**SHORT EXERCISE**:
Reproduce the data below, substituting "Locate" for each occurrence of "Point out" and leaving everything else unchanged.

_ _ _ _ _

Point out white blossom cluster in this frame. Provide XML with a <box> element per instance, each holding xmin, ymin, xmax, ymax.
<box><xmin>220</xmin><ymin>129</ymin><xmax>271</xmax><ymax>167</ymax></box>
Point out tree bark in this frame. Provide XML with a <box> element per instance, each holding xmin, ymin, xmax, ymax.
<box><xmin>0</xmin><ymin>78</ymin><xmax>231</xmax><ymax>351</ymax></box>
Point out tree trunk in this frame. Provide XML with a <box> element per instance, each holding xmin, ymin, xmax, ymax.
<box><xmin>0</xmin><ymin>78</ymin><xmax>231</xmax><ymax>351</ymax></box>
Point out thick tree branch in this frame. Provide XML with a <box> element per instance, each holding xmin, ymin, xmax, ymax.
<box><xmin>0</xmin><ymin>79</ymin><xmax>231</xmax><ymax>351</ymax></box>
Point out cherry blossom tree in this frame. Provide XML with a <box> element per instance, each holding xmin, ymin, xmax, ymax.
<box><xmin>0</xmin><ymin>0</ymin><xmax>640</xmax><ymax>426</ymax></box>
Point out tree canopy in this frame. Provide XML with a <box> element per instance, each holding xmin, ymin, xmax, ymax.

_ _ _ _ _

**RESULT FOR THIS EXERCISE**:
Locate white blossom cluster in this frame. Provide XML with a <box> element per instance, each holding xmin, ymin, xmax, ymax.
<box><xmin>220</xmin><ymin>129</ymin><xmax>271</xmax><ymax>167</ymax></box>
Locate tree bark in this frame. Provide XML with a <box> element per instance, each holding xmin, ymin, xmax, ymax.
<box><xmin>0</xmin><ymin>78</ymin><xmax>231</xmax><ymax>351</ymax></box>
Locate tree trunk in this frame. Provide XML with a <box> element per instance, each holding xmin, ymin, xmax, ymax.
<box><xmin>0</xmin><ymin>78</ymin><xmax>231</xmax><ymax>351</ymax></box>
Locate thick tree branch in this frame. Provide XML with a <box> element per instance, each holding xmin, ymin, xmax, ymax.
<box><xmin>0</xmin><ymin>79</ymin><xmax>231</xmax><ymax>351</ymax></box>
Locate cherry blossom tree in this frame. Provide XML with a <box> element per instance, each holding xmin, ymin, xmax, ymax.
<box><xmin>0</xmin><ymin>0</ymin><xmax>640</xmax><ymax>426</ymax></box>
Locate tree canopy in this frame. Provide XML with a <box> element per instance, each holding xmin, ymin, xmax, ymax.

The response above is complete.